== TASK DETAILS ==
With the pictures left out, write out exactly the lines from the one containing "[locate] trunk lid" through the end.

== PROVIDED ENTRIES ==
──────

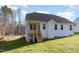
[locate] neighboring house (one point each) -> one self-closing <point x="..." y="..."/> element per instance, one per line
<point x="41" y="26"/>
<point x="76" y="26"/>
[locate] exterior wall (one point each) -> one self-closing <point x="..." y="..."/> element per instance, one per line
<point x="44" y="32"/>
<point x="50" y="31"/>
<point x="76" y="27"/>
<point x="58" y="33"/>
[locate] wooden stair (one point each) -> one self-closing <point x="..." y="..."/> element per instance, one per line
<point x="39" y="37"/>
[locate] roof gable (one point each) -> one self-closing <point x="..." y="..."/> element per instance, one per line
<point x="46" y="17"/>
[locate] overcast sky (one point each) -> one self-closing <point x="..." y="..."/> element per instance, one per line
<point x="68" y="11"/>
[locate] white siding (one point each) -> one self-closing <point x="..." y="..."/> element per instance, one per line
<point x="60" y="33"/>
<point x="76" y="28"/>
<point x="44" y="32"/>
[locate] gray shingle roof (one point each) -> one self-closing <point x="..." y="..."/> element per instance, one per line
<point x="46" y="17"/>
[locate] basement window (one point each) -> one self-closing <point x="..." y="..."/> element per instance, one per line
<point x="55" y="26"/>
<point x="44" y="26"/>
<point x="34" y="27"/>
<point x="61" y="27"/>
<point x="70" y="27"/>
<point x="30" y="26"/>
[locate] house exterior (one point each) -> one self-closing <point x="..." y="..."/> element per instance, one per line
<point x="76" y="26"/>
<point x="47" y="26"/>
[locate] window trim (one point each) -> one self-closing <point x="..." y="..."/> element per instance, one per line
<point x="55" y="26"/>
<point x="61" y="27"/>
<point x="44" y="26"/>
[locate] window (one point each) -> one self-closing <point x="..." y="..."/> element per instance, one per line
<point x="34" y="27"/>
<point x="44" y="27"/>
<point x="70" y="27"/>
<point x="55" y="26"/>
<point x="61" y="27"/>
<point x="30" y="26"/>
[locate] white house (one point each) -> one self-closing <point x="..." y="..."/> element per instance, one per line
<point x="76" y="27"/>
<point x="41" y="26"/>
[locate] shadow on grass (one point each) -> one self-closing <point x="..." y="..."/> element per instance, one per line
<point x="17" y="43"/>
<point x="9" y="45"/>
<point x="58" y="38"/>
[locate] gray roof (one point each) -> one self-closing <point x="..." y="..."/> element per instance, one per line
<point x="46" y="17"/>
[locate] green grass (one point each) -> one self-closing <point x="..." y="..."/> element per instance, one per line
<point x="60" y="45"/>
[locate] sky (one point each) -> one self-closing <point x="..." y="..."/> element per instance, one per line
<point x="71" y="12"/>
<point x="23" y="10"/>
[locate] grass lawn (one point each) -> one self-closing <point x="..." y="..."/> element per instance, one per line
<point x="60" y="45"/>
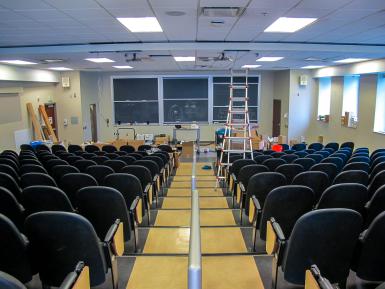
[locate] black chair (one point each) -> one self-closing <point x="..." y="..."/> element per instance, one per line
<point x="82" y="165"/>
<point x="353" y="176"/>
<point x="348" y="196"/>
<point x="71" y="160"/>
<point x="333" y="145"/>
<point x="109" y="148"/>
<point x="112" y="156"/>
<point x="102" y="206"/>
<point x="127" y="148"/>
<point x="328" y="168"/>
<point x="289" y="171"/>
<point x="370" y="261"/>
<point x="56" y="148"/>
<point x="260" y="159"/>
<point x="59" y="171"/>
<point x="356" y="166"/>
<point x="310" y="243"/>
<point x="131" y="189"/>
<point x="289" y="158"/>
<point x="317" y="181"/>
<point x="74" y="148"/>
<point x="116" y="165"/>
<point x="99" y="172"/>
<point x="45" y="198"/>
<point x="301" y="154"/>
<point x="9" y="282"/>
<point x="375" y="206"/>
<point x="272" y="164"/>
<point x="25" y="169"/>
<point x="144" y="148"/>
<point x="36" y="179"/>
<point x="377" y="181"/>
<point x="316" y="146"/>
<point x="316" y="157"/>
<point x="260" y="186"/>
<point x="100" y="159"/>
<point x="88" y="156"/>
<point x="286" y="204"/>
<point x="14" y="251"/>
<point x="6" y="169"/>
<point x="91" y="148"/>
<point x="10" y="207"/>
<point x="10" y="163"/>
<point x="334" y="160"/>
<point x="9" y="183"/>
<point x="305" y="162"/>
<point x="72" y="182"/>
<point x="61" y="239"/>
<point x="347" y="145"/>
<point x="144" y="176"/>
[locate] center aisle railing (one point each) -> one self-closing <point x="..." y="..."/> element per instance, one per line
<point x="194" y="262"/>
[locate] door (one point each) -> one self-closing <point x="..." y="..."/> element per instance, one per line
<point x="276" y="117"/>
<point x="50" y="109"/>
<point x="94" y="126"/>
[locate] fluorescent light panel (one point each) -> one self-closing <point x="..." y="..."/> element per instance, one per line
<point x="351" y="60"/>
<point x="17" y="62"/>
<point x="123" y="66"/>
<point x="251" y="66"/>
<point x="61" y="68"/>
<point x="141" y="24"/>
<point x="184" y="58"/>
<point x="289" y="25"/>
<point x="269" y="59"/>
<point x="312" y="66"/>
<point x="99" y="60"/>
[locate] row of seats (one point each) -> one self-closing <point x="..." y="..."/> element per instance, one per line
<point x="46" y="202"/>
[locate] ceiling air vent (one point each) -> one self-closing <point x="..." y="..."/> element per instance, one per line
<point x="222" y="11"/>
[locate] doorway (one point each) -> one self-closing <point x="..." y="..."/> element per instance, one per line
<point x="276" y="117"/>
<point x="94" y="125"/>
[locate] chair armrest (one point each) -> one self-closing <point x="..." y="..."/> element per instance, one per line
<point x="79" y="278"/>
<point x="274" y="237"/>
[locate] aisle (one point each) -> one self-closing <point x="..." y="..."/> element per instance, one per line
<point x="168" y="240"/>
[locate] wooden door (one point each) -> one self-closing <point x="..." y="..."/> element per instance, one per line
<point x="276" y="117"/>
<point x="50" y="109"/>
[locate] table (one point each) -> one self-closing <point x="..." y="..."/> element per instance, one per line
<point x="197" y="131"/>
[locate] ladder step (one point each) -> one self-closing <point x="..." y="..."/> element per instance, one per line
<point x="238" y="86"/>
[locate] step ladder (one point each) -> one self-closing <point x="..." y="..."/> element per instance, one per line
<point x="237" y="137"/>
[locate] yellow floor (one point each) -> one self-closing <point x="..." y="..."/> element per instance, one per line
<point x="230" y="272"/>
<point x="218" y="272"/>
<point x="185" y="203"/>
<point x="182" y="218"/>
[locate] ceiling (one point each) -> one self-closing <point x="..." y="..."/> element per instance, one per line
<point x="65" y="29"/>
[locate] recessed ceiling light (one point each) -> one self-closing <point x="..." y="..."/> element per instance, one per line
<point x="269" y="59"/>
<point x="289" y="25"/>
<point x="312" y="66"/>
<point x="123" y="66"/>
<point x="351" y="60"/>
<point x="175" y="13"/>
<point x="60" y="68"/>
<point x="184" y="58"/>
<point x="99" y="60"/>
<point x="141" y="24"/>
<point x="17" y="62"/>
<point x="251" y="66"/>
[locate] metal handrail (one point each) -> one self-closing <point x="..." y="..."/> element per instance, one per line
<point x="194" y="262"/>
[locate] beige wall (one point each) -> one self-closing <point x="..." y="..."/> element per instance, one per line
<point x="363" y="135"/>
<point x="99" y="85"/>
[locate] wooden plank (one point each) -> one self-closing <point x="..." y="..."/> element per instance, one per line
<point x="48" y="125"/>
<point x="35" y="123"/>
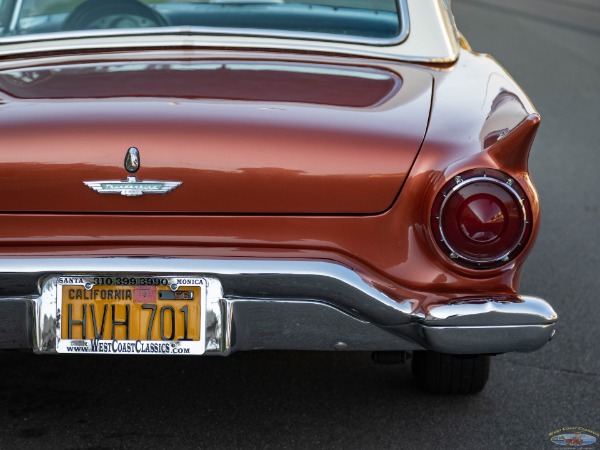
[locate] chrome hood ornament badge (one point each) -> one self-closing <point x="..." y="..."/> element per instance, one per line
<point x="132" y="160"/>
<point x="132" y="187"/>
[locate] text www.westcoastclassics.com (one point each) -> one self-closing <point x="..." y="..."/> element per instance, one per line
<point x="137" y="347"/>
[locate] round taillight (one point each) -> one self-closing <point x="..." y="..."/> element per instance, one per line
<point x="481" y="218"/>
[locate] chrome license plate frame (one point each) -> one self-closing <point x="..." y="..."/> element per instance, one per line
<point x="172" y="288"/>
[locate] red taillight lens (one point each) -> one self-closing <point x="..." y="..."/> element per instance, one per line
<point x="481" y="219"/>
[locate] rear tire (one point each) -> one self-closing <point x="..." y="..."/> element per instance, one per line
<point x="440" y="373"/>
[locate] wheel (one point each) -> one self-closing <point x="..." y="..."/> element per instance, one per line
<point x="440" y="373"/>
<point x="104" y="14"/>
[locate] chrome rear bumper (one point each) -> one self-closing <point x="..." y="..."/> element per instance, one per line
<point x="287" y="305"/>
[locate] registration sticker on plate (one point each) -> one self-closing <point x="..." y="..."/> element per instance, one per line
<point x="131" y="315"/>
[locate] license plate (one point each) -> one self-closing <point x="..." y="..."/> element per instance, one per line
<point x="131" y="315"/>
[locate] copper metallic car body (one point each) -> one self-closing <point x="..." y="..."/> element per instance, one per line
<point x="306" y="205"/>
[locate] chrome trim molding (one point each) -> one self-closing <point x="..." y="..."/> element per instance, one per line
<point x="310" y="305"/>
<point x="428" y="37"/>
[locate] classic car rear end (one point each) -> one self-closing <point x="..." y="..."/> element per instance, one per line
<point x="200" y="182"/>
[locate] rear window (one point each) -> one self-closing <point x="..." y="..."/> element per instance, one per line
<point x="366" y="20"/>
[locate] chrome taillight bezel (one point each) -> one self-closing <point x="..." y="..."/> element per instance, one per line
<point x="458" y="183"/>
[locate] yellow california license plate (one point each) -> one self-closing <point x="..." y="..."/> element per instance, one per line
<point x="130" y="315"/>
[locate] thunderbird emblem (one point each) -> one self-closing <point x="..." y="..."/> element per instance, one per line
<point x="132" y="187"/>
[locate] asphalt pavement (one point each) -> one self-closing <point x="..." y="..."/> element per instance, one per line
<point x="302" y="400"/>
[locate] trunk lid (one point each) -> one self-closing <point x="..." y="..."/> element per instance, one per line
<point x="254" y="137"/>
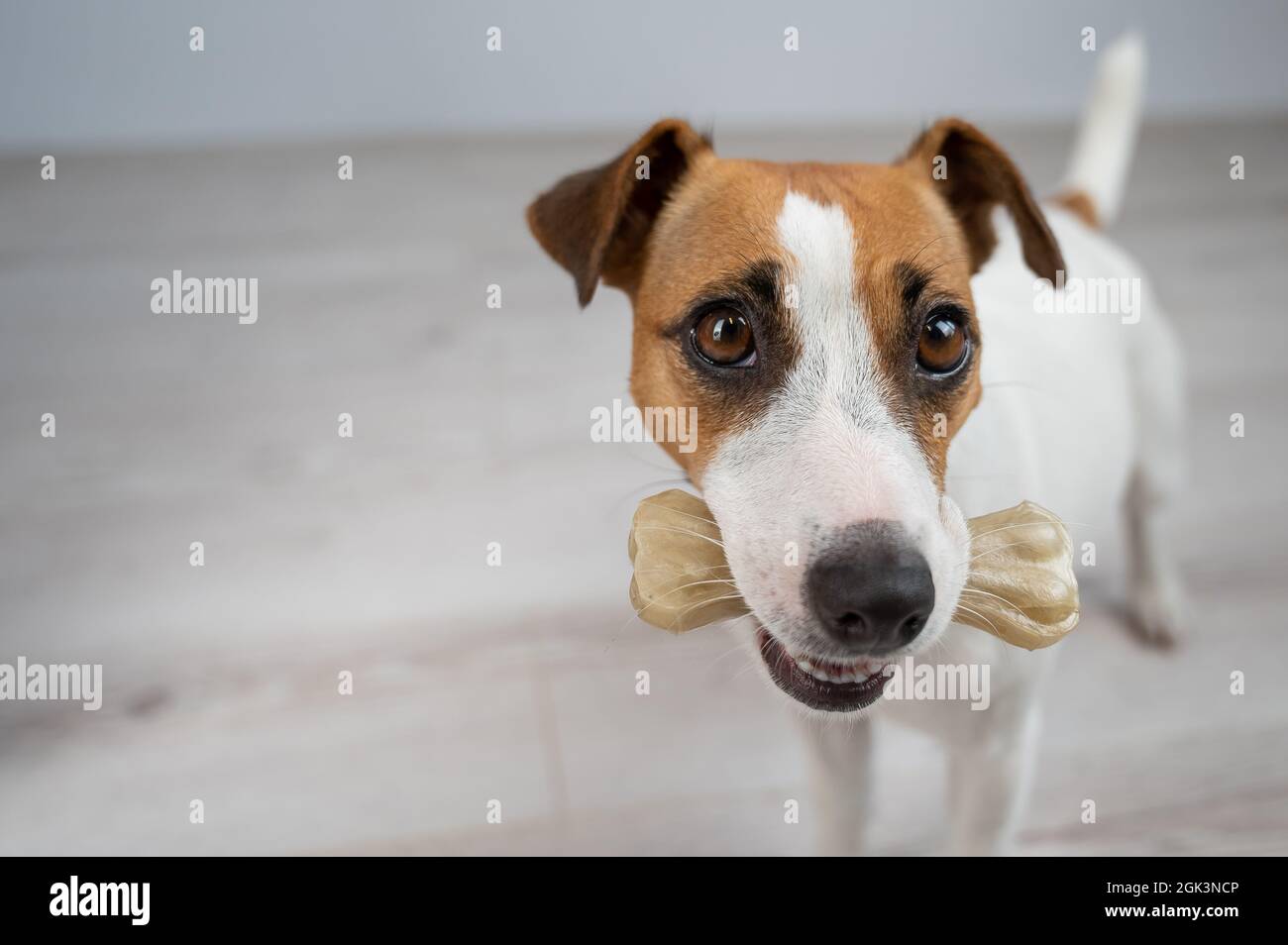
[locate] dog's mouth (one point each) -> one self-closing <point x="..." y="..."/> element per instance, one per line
<point x="823" y="685"/>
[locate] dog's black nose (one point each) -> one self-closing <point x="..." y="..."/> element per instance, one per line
<point x="872" y="591"/>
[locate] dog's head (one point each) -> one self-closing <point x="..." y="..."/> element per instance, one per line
<point x="819" y="318"/>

──────

== OUTPUT OF THE TASK ==
[locate] trunk lid (one point each) -> one self-closing <point x="..." y="..."/> element per instance, one per line
<point x="254" y="137"/>
[locate] dog's mouth (one point each) -> one self-closing <point x="..." y="..."/> element per instance, one per line
<point x="823" y="685"/>
[locate] dog's black nose (one point each) -> one self-closing <point x="..." y="..."/> element per instance, one per line
<point x="872" y="591"/>
[locate] dog's head (one point each) -> one self-closing <point x="..." y="..."/> element per instance, one per line
<point x="819" y="318"/>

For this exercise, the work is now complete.